===== AUSGANGSTEXT =====
Trotz aller möglichen Schwächen des Abkommens und angesichts der aktuellen Spannungen könnten die EU und China beide davon profitieren, dass sie ihre Beziehungen in einem neuen Abkommen verankern und damit beweisen, dass sie fähig sind, zu Verhandlungsergebnissen zu gelangen, die auch kritische Fragen nicht außen vorlassen. Gleichzeitig zeigt das Abkommen auch die Grenzen dessen, was mit China derzeit noch verhandelbar scheint. 

Wird das Investitionsabkommen die wirtschaftlichen Rahmenbedingungen für ausländische Unternehmen wirklich verbessern?  

Max J. Zenglein: Der im Investitionsabkommen versprochene Marktzugang und die Wettbewerbsgleichheit müssen im Rahmen größerer Entwicklungen betrachtet werden. Erst vor einigen Tagen hatte Chinas Nationale Reform- und Entwicklungskommission (NDRC) neue Regularien zur Überprüfung von Investitionen angekündigt. Diese werden vermutlich zumindest teilweise jeder weiteren Marktöffnung widersprechen.
===== DATENSÄTZE =====
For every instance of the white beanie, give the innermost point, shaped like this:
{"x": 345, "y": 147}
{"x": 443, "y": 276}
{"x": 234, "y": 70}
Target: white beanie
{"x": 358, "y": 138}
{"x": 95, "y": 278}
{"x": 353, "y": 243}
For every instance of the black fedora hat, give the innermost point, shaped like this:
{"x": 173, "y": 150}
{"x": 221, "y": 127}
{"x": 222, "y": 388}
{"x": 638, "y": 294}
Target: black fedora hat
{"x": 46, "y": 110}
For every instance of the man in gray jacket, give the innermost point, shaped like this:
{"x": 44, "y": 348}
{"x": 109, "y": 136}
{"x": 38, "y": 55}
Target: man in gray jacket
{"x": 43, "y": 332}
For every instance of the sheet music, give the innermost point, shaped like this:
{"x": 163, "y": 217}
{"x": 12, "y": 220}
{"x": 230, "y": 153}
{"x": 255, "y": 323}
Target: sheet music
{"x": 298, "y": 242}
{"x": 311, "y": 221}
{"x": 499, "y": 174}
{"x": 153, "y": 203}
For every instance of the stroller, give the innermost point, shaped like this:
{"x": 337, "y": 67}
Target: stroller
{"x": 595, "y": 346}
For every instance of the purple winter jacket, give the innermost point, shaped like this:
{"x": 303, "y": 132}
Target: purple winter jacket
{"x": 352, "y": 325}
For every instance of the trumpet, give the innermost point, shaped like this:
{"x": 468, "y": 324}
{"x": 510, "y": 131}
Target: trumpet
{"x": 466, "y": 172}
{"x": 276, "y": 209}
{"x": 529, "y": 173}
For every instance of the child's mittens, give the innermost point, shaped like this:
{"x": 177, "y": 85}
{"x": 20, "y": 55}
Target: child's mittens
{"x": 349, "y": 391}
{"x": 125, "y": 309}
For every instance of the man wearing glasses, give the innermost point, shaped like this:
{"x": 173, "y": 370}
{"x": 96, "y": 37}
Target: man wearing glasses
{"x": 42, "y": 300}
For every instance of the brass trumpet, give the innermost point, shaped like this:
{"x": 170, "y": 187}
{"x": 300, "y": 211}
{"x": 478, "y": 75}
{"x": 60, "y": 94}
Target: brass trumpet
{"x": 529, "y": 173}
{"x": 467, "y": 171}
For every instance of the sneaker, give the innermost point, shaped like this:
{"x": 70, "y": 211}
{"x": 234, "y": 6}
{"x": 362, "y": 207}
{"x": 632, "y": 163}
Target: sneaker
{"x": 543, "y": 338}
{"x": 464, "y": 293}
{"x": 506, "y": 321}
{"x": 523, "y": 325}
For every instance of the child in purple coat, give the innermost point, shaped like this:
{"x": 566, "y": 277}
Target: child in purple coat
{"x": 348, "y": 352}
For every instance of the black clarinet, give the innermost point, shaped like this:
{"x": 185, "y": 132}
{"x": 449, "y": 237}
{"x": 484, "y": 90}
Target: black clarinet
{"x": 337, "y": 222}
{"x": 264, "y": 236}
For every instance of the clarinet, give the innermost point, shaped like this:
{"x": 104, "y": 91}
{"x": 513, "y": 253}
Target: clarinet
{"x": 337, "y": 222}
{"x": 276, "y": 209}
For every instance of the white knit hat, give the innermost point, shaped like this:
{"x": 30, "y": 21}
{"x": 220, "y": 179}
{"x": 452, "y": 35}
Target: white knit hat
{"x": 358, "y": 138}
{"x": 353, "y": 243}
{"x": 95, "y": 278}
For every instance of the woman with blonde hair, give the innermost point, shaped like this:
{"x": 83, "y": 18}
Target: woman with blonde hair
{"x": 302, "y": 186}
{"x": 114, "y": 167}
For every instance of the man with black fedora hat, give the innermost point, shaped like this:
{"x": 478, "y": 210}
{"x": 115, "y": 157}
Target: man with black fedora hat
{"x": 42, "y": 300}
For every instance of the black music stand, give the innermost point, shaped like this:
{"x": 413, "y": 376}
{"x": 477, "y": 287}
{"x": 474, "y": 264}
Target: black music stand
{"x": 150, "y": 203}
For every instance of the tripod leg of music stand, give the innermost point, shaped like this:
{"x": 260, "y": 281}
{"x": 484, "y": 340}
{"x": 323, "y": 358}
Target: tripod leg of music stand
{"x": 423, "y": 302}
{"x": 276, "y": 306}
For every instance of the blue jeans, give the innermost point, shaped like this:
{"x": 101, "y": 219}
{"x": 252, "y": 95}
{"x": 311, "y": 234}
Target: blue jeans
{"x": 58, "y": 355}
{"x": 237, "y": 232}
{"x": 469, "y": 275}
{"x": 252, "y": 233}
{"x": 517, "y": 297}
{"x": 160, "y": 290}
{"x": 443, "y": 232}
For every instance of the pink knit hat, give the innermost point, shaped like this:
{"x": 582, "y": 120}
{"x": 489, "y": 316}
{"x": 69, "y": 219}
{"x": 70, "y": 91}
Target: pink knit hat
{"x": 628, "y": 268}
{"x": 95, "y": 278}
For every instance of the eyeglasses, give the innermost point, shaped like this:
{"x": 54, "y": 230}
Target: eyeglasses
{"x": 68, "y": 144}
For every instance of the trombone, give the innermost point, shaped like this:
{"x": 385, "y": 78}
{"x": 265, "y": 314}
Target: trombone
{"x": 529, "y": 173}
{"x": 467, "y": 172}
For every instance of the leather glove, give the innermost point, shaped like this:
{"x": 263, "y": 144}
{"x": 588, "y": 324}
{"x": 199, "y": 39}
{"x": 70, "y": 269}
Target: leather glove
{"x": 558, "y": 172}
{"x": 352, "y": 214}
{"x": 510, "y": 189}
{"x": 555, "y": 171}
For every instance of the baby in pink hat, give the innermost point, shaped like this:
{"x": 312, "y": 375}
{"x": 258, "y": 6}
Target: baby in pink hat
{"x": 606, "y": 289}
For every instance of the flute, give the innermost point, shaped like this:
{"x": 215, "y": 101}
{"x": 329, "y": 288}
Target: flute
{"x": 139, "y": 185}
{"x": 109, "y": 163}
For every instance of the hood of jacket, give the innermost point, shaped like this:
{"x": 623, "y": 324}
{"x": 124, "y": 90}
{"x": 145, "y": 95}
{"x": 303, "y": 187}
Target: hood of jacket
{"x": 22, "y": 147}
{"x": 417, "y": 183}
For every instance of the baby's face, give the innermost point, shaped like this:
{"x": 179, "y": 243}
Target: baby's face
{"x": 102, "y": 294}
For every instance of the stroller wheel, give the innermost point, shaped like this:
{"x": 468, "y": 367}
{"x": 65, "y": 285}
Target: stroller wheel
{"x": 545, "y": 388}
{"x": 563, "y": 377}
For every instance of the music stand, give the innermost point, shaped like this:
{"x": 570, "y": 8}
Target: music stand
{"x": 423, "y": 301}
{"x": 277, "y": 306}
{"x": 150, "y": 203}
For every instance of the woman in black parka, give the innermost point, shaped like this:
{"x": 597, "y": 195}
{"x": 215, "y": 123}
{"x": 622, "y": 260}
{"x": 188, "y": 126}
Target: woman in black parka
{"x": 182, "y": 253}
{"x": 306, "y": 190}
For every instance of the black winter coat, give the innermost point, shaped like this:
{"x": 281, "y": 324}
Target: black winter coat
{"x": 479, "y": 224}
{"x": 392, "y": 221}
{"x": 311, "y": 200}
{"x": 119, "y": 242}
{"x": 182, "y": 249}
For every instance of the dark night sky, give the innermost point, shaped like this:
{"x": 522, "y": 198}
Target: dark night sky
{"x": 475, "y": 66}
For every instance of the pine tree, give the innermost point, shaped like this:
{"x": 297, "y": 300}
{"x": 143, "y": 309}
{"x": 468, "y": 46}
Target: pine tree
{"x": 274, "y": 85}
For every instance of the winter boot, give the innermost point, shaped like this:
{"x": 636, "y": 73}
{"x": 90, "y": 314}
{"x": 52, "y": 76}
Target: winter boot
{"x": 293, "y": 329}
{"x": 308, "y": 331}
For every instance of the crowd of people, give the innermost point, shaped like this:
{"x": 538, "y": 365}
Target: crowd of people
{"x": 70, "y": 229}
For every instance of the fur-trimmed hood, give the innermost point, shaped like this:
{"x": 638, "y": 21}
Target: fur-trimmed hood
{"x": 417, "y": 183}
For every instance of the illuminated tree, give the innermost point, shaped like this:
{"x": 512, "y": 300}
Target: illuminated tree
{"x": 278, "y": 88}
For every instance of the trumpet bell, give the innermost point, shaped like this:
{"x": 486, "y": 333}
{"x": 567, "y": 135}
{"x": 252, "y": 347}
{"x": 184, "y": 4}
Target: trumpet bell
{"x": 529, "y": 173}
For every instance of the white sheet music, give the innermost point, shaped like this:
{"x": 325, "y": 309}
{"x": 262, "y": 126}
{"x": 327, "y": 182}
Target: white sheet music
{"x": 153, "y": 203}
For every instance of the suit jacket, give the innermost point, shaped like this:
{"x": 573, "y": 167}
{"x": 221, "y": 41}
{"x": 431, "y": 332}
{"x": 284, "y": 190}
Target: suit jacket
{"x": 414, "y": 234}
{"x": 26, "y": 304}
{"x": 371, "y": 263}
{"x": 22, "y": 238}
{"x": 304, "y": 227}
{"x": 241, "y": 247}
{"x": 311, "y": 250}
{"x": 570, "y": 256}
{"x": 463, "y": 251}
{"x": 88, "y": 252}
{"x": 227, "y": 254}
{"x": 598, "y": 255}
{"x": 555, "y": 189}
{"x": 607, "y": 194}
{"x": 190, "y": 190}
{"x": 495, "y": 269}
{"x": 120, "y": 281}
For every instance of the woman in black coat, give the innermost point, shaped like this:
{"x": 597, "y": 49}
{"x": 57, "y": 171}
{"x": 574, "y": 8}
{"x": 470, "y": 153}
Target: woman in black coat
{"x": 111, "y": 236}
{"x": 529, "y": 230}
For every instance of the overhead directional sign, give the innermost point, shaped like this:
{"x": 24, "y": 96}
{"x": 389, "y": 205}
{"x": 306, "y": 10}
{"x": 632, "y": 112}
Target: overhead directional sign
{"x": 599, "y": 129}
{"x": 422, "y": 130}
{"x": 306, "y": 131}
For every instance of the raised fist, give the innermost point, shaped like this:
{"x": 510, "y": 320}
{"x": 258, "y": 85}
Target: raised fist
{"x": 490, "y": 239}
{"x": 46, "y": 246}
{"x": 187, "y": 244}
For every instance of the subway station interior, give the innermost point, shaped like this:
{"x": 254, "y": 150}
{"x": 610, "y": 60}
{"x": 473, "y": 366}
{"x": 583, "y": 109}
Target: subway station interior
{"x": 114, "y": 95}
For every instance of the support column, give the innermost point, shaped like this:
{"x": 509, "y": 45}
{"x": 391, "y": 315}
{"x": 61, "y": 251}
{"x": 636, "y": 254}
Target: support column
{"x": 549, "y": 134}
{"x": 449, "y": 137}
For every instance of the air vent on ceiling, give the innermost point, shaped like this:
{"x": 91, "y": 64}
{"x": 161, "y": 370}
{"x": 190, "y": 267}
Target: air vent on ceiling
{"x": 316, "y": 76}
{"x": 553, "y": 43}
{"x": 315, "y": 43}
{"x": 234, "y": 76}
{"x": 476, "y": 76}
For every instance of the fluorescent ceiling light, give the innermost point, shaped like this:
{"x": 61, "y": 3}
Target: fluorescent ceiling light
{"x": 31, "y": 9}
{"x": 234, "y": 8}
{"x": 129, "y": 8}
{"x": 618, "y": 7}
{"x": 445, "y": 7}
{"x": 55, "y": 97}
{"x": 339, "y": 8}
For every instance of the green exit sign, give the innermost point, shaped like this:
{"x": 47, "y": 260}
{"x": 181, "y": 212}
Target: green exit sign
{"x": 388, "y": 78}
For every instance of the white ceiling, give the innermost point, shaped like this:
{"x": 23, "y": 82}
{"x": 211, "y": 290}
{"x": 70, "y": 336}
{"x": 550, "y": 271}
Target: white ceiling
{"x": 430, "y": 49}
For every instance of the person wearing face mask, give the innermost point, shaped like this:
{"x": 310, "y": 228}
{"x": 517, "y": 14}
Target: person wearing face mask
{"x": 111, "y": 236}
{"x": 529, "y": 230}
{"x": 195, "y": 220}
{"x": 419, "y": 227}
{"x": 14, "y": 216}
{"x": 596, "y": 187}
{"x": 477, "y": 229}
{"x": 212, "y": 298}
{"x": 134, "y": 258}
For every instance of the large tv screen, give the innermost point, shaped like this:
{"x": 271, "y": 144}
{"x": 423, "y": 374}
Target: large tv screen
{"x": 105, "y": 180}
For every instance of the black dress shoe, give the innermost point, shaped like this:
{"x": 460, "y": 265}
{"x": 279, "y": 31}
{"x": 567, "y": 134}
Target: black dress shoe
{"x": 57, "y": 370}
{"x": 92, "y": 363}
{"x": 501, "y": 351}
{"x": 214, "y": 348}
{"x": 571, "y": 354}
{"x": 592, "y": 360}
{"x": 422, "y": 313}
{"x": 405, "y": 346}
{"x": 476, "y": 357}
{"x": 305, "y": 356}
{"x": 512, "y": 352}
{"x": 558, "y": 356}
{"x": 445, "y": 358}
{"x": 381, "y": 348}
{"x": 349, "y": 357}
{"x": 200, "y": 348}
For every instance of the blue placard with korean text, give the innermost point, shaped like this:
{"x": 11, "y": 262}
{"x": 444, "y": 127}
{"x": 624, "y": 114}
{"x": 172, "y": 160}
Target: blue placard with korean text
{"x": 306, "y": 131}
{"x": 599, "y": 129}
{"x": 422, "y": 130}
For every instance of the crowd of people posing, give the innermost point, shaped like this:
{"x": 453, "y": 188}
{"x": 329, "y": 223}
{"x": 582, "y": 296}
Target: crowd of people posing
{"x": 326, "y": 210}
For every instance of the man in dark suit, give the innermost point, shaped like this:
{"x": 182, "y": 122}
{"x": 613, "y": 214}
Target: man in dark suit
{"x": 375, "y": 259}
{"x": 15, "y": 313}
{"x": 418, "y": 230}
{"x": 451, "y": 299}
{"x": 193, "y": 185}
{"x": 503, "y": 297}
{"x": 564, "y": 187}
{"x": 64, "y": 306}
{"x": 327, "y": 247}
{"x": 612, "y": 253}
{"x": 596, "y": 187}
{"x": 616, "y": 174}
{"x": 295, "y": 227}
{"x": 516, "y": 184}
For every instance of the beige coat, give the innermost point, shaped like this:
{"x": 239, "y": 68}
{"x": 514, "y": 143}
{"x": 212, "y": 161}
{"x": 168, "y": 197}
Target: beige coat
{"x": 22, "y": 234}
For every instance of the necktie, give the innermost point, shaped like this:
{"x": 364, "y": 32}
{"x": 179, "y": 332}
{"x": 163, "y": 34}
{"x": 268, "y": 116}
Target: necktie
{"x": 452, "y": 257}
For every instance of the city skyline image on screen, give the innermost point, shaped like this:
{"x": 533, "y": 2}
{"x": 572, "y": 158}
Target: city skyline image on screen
=====
# ARBEITSAUFTRÄGE
1. Beantworten Sie anhand des Ausgangstextes die folgenden Fragen:
(a) Welche zwei Seiten könnten davon profitieren, ihre Beziehungen in einem neuen Abkommen zu verankern?
(b) In welchem Rahmen müssen Marktzugang und Wettbewerbsgleichheit laut Max J. Zenglein betrachtet werden?
(c) Welche Behörde hat neue Regularien zur Überprüfung von Investitionen angekündigt?
2. Schreiben Sie den Ausgangstext von „Max J. Zenglein: Der“ bis hinunter zu „weiteren Marktöffnung widersprechen.“ neu und setzen Sie dabei „Kontrolle“ an die Stelle von „Überprüfung“.

# LÖSUNGEN
1.
(a) Die EU und China.
(b) Im Rahmen größerer Entwicklungen.
(c) Chinas Nationale Reform- und Entwicklungskommission (NDRC).

2.
Max J. Zenglein: Der im Investitionsabkommen versprochene Marktzugang und die Wettbewerbsgleichheit müssen im Rahmen größerer Entwicklungen betrachtet werden. Erst vor einigen Tagen hatte Chinas Nationale Reform- und Entwicklungskommission (NDRC) neue Regularien zur Kontrolle von Investitionen angekündigt. Diese werden vermutlich zumindest teilweise jeder weiteren Marktöffnung widersprechen.